═══ Provided material ═══

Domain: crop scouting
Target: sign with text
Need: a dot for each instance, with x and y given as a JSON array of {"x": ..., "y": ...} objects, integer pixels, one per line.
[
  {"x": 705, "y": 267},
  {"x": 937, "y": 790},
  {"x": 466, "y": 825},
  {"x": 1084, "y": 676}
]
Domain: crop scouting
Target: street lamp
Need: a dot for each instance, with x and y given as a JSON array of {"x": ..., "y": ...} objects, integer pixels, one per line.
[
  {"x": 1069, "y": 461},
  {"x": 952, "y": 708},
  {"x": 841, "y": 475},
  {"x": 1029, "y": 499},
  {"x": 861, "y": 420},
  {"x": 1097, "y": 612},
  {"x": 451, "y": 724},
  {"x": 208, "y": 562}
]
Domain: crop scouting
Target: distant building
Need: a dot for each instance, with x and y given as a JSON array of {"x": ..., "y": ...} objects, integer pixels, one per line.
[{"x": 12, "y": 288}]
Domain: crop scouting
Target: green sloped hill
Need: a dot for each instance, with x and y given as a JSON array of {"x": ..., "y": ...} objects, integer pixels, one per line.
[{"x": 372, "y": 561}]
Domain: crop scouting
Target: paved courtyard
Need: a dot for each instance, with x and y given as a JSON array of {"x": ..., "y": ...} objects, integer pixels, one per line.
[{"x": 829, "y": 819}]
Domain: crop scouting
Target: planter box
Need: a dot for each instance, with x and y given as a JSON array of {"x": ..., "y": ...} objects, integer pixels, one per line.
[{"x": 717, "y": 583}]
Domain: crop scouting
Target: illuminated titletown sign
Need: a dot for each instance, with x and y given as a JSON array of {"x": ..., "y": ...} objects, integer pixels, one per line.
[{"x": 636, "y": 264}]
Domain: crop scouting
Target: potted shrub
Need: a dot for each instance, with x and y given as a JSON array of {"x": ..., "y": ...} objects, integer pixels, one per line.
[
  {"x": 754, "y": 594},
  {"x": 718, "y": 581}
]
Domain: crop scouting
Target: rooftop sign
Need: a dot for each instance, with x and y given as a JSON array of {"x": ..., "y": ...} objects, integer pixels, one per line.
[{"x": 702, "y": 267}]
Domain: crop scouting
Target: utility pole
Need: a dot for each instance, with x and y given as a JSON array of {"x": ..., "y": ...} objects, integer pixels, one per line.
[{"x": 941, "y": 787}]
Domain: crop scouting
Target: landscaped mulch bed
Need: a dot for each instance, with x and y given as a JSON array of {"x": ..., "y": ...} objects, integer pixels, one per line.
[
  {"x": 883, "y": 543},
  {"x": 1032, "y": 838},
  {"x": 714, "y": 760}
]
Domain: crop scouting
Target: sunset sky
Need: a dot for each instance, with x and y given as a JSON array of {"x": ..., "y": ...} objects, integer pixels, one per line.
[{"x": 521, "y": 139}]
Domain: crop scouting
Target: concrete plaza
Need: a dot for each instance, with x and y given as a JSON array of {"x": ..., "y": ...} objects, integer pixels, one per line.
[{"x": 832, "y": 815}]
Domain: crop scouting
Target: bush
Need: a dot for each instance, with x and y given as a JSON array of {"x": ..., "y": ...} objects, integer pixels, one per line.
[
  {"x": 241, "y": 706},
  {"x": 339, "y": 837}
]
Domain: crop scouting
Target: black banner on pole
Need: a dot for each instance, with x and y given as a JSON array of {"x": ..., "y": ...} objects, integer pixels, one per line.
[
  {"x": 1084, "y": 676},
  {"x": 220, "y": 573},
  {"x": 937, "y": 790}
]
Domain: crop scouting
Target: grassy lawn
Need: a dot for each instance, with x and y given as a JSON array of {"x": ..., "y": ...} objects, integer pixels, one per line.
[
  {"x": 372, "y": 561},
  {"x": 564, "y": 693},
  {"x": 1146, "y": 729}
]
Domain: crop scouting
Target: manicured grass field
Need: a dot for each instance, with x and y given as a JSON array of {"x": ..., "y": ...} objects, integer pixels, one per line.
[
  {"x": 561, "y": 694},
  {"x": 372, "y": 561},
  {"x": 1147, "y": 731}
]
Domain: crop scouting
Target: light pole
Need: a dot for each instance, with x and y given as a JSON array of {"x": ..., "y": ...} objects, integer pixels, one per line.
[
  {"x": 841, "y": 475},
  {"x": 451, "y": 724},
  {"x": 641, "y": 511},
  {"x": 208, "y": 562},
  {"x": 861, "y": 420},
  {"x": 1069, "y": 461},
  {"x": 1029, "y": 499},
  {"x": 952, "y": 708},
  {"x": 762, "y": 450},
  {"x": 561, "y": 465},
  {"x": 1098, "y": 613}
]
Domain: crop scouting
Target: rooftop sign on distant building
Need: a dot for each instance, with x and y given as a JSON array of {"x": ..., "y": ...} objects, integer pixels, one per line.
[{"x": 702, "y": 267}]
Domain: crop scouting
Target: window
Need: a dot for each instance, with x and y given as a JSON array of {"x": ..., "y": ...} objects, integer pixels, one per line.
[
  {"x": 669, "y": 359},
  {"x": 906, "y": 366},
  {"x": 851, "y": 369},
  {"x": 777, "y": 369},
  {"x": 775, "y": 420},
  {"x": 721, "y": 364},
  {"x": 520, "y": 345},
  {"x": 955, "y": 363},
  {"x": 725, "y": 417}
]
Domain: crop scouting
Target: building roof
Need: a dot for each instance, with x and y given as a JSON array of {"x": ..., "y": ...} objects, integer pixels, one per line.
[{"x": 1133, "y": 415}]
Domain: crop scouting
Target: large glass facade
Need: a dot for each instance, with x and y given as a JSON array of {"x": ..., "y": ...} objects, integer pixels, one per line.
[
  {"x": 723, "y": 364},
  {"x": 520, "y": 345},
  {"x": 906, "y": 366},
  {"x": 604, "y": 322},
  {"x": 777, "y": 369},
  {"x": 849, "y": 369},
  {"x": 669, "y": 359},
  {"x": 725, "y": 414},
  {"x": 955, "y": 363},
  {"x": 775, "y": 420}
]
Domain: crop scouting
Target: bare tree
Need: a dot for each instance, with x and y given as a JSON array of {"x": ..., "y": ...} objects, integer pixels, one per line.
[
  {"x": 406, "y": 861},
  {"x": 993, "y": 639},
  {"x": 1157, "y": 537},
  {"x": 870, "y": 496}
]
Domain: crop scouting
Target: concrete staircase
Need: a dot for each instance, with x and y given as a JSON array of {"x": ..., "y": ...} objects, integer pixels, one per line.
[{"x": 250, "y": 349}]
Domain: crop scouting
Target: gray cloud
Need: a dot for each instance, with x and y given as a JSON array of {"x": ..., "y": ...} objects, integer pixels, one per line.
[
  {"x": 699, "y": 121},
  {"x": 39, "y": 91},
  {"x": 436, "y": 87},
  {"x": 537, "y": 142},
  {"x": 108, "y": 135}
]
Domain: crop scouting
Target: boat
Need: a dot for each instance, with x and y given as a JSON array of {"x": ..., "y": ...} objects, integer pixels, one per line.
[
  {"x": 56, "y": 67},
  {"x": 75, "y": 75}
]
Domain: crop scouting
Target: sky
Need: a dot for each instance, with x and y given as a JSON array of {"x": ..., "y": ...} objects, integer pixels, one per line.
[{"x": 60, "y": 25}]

═══

Find every line in the records above that contains the word "sign", and copy each one.

Target: sign with text
Target: illuminated titletown sign
Target: rooftop sign
Target: rooftop sign on distant building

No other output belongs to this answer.